══ Data provided ══

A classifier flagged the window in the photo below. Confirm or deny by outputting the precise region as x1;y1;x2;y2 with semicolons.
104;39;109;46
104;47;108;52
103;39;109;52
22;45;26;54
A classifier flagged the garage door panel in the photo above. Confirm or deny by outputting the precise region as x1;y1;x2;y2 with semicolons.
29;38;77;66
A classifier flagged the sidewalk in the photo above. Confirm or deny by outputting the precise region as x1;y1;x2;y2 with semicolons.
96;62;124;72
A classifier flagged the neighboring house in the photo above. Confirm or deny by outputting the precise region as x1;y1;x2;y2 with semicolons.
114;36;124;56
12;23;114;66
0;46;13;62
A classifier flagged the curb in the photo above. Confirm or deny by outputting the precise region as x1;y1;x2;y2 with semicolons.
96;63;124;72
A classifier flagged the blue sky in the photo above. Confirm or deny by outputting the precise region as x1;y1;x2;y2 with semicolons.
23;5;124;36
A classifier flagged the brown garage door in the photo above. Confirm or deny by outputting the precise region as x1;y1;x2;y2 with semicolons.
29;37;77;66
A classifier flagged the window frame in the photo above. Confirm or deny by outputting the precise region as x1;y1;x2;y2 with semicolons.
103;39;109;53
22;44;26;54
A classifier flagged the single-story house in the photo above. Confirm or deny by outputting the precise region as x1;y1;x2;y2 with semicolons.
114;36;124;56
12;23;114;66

═══

Repeat, exactly and in full, the records shown above.

A classifier flagged the window in the photo below. Confirm or deny by outputting the precise region as x1;y1;x2;y2 with semicolons.
104;39;109;46
104;47;108;52
103;39;109;52
22;45;26;54
A classifier flagged the garage door panel in the photo above. Confirm or deny by outputting the precise region as x1;y1;x2;y2 with semicolons.
29;38;77;66
A classifier flagged the sidewalk in the photo above. Confirm or deny by outputting the precise region as x1;y1;x2;y2 with semicolons.
96;62;124;72
A classifier flagged the neighboring house in the photo above. Confirm or deny by outputting the precise region as x1;y1;x2;y2 with semicolons.
114;36;124;56
12;23;114;66
0;46;13;62
A classifier flagged the curb in the photo above. Confirm or deny by outputting the precise region as x1;y1;x2;y2 with semicolons.
96;63;124;72
A classifier flagged the blue sky in the photo above. Confirm or deny by outputting the precise region as x1;y1;x2;y2 with semicolons.
23;5;124;36
A classifier flagged the brown garage door in the photo above. Confirm or deny by outputting the precise region as x1;y1;x2;y2 with semicolons.
29;37;77;66
A classifier flagged the window frame in the photo above. Confirm or deny by outputting the precise region as x1;y1;x2;y2 with semicolons.
103;39;109;53
22;44;26;54
A classifier flagged the single-story house in the photo above. Confirm or deny by outputting the precise region as x1;y1;x2;y2 with semicolons.
114;36;124;56
12;23;114;66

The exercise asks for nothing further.